Collect every line in the entries below that contains the word "distant", matching case exactly, and copy each one out in full.

··· ENTRIES PROVIDED

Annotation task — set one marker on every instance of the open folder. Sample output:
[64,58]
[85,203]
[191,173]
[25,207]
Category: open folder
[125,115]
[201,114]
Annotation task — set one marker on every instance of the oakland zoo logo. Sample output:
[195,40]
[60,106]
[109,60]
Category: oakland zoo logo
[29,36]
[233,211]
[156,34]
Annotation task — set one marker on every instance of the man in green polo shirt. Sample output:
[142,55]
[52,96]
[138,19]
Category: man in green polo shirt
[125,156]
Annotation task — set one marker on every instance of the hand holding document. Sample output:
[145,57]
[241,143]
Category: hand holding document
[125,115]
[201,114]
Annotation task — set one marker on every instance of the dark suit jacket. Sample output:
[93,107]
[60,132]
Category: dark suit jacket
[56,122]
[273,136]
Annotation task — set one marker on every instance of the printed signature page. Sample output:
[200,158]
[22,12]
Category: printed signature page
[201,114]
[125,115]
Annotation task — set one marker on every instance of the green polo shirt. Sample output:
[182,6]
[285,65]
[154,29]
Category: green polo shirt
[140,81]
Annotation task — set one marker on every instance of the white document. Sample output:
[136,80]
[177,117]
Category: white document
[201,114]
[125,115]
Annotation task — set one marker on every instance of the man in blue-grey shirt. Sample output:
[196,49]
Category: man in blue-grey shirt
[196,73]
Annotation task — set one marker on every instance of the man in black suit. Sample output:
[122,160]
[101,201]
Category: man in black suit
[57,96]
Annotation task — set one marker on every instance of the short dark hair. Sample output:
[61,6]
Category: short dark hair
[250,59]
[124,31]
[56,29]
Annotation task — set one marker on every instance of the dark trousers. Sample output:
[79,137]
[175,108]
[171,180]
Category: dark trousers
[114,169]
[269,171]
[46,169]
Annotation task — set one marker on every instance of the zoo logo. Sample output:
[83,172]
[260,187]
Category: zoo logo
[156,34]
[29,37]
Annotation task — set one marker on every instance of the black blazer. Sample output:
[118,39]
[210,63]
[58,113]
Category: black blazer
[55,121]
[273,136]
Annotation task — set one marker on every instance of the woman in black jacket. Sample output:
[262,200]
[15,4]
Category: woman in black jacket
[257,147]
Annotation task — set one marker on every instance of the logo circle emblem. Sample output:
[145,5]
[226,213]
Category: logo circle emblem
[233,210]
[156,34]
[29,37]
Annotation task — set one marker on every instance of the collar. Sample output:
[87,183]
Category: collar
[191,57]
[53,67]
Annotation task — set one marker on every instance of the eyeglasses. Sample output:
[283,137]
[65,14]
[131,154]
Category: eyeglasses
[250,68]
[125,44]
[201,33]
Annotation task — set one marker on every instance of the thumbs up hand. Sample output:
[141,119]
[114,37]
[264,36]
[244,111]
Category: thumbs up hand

······
··· ENTRIES PROVIDED

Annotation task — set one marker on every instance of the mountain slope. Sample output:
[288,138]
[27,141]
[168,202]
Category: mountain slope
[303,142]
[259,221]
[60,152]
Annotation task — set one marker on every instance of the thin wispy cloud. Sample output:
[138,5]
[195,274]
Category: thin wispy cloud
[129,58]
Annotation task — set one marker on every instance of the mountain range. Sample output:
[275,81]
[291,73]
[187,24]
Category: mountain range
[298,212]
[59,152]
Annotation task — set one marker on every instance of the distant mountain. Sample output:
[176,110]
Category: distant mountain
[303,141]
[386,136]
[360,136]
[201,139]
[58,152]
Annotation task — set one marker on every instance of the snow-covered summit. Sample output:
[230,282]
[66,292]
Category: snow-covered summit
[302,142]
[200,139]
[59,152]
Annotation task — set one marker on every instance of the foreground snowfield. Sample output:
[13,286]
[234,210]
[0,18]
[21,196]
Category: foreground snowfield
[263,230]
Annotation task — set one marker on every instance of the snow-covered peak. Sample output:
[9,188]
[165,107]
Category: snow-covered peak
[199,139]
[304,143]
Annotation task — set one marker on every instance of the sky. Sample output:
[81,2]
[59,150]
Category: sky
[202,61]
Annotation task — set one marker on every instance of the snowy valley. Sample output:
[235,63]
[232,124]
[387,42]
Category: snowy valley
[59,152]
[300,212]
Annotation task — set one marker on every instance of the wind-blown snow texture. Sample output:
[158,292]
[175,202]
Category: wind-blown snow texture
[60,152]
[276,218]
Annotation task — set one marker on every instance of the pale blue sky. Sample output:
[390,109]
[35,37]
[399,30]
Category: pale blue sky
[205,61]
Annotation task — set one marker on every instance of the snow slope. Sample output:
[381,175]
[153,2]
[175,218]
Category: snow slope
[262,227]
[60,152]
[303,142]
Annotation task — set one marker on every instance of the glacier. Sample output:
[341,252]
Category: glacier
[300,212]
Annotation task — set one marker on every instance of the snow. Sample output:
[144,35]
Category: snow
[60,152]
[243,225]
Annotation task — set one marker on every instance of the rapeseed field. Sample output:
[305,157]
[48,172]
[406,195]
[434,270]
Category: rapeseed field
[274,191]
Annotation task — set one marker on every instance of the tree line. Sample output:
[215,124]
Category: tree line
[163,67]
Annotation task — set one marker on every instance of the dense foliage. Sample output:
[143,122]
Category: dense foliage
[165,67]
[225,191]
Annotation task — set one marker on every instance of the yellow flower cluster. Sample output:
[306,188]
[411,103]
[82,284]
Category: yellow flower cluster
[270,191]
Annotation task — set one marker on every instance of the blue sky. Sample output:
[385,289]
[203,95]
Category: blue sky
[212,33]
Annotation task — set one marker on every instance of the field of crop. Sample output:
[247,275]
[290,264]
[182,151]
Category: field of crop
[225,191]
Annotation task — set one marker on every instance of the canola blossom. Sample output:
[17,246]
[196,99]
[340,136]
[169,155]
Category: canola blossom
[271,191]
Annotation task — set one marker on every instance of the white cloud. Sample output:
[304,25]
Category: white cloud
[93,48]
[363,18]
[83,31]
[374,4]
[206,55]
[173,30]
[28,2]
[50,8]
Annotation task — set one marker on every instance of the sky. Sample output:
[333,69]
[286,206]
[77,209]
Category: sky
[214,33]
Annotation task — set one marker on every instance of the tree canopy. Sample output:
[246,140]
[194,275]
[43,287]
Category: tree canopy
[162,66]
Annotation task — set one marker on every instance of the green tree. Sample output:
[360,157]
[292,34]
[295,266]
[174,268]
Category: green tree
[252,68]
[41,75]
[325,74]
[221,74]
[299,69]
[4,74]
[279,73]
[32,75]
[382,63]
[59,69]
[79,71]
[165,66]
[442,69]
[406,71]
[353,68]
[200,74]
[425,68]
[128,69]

······

◆ **EXERCISE OUTPUT**:
Annotation task — set one marker on every instance of the distant mountain. Sample output:
Category: distant mountain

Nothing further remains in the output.